▶ **Task directions**: The full listing, excluding its pictures, should be printed exactly as it stands.
......
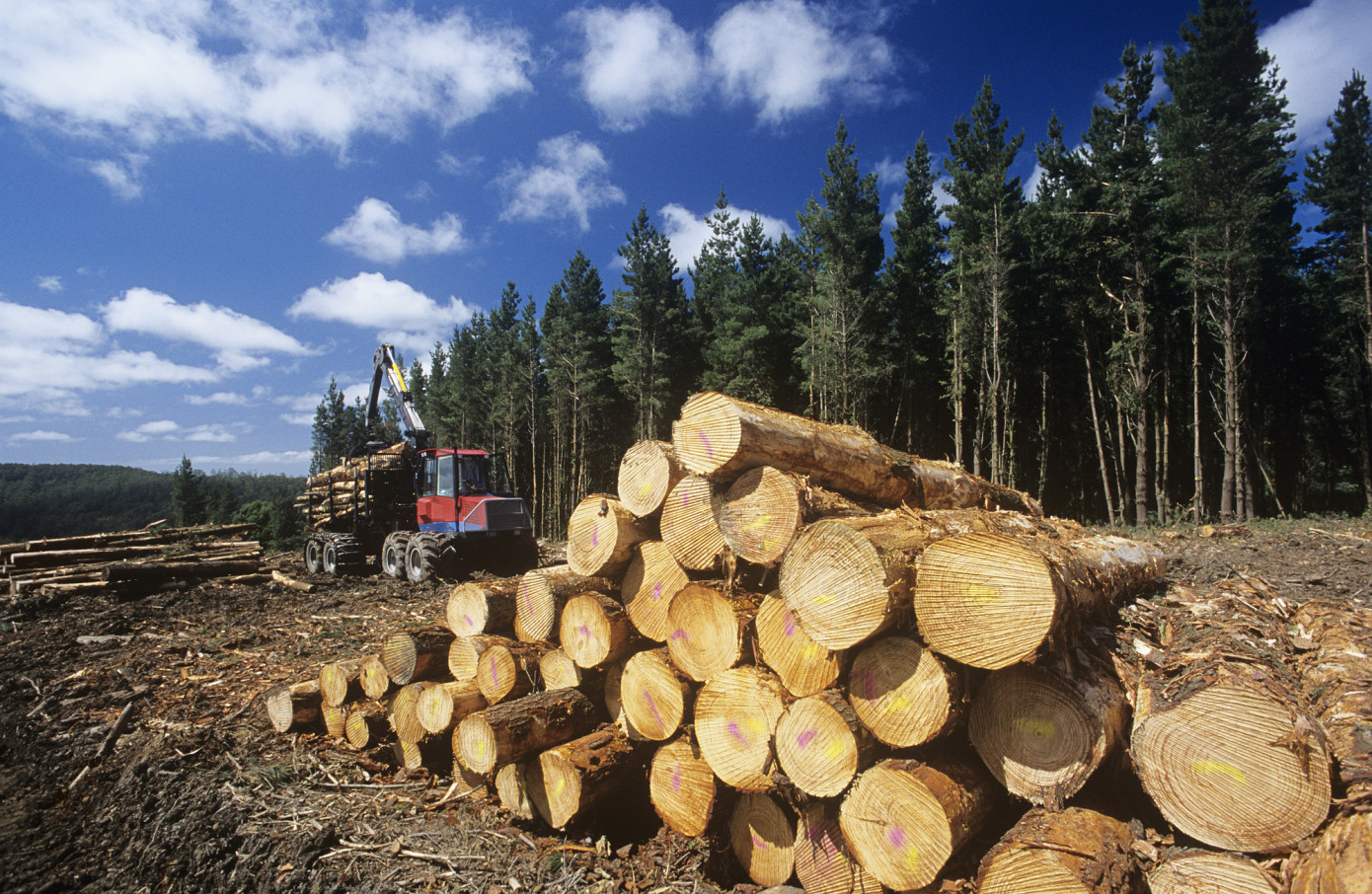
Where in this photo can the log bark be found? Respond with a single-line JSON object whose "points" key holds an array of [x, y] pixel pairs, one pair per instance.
{"points": [[1203, 872], [903, 819], [991, 601], [735, 717], [570, 779], [482, 608], [600, 538], [820, 743], [1073, 852], [707, 630], [594, 630], [650, 581], [906, 694], [763, 838], [682, 787], [415, 655], [647, 474], [823, 861], [1043, 729], [721, 436], [690, 527], [294, 707], [845, 579], [516, 729], [654, 694], [802, 665]]}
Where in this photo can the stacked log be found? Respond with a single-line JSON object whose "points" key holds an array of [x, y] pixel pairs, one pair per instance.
{"points": [[932, 658]]}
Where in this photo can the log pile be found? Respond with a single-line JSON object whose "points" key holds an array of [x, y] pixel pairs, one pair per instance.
{"points": [[917, 661], [129, 563]]}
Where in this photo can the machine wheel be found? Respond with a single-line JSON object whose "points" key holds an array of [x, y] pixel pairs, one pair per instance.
{"points": [[313, 556], [393, 555]]}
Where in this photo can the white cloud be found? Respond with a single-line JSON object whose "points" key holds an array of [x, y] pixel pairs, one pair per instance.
{"points": [[284, 73], [569, 182], [375, 232], [239, 341], [791, 56], [688, 231], [401, 314], [1316, 49], [637, 60]]}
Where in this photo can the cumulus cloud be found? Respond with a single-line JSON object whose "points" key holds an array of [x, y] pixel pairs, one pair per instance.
{"points": [[239, 341], [400, 313], [570, 180], [288, 74], [637, 60], [688, 231], [789, 56], [1316, 49], [376, 232]]}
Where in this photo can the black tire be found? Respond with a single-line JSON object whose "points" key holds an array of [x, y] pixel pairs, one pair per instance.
{"points": [[313, 556]]}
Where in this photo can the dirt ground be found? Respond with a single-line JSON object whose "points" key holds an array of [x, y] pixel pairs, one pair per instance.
{"points": [[199, 794]]}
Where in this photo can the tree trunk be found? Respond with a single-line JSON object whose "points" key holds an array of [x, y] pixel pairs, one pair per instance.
......
▶ **Response to the exercise**:
Where in this photo can the log bark be found? Respond with a single-line JSON object whose "points" key holds an array of [x, y] pixel pairs, one pair per instance.
{"points": [[1203, 872], [903, 819], [991, 601], [735, 717], [570, 779], [482, 608], [600, 538], [820, 743], [1073, 852], [707, 630], [594, 630], [650, 581], [906, 694], [763, 838], [682, 787], [415, 655], [647, 474], [823, 861], [1043, 729], [721, 436], [690, 527], [294, 707], [845, 579], [516, 729], [654, 694], [802, 665]]}
Where in this photo can the stacked log be found? Respond with a single-line JSON object whose "points" key holds an array of [x, y] pixel pairs, one pair per instance.
{"points": [[932, 658]]}
Where in this photo can the log pile be found? Respond with a single-line JSON object whose "points" key holds an array of [x, y] pixel pairs, one pair per instance.
{"points": [[917, 661], [129, 563]]}
Where in this photo can the machine wheel be found? Respond with a single-line JSON object whose "points" key holds an array of [x, y] pixel pairs, one pair per instance.
{"points": [[313, 556], [393, 555]]}
Where in this photo can the white cloud be found? Respond with a single-line JSON object whose "points" key holds an array of [x, y] pixel pairs, one pair per instance.
{"points": [[284, 73], [569, 182], [375, 232], [239, 341], [791, 56], [688, 231], [401, 314], [1316, 49], [637, 60]]}
Where in this photo can the cumulus cloud be found? Respond with a single-line JSON object whose "points" key holds an array of [x, y] pixel pairs, one pair per instance.
{"points": [[239, 341], [400, 313], [570, 180], [288, 74], [637, 60], [688, 231], [789, 56], [1316, 49], [376, 232]]}
Where in this photo can the black tire be found? Respond with a single-line JSON object whose "points" key holds an array of [x, y] pixel pairs, one pair per instance.
{"points": [[313, 556]]}
Where in this photo can the dirt ground be found? Respond with a single-line JSON object whose "points" key holds an array of [x, y] pixel pairs, one pair per instance.
{"points": [[199, 794]]}
Where in this photo can the tree trunk be found? Respond with a single-line JSON object whose "points" key holds an array of [x, y] pixel pairs, one pair per instance.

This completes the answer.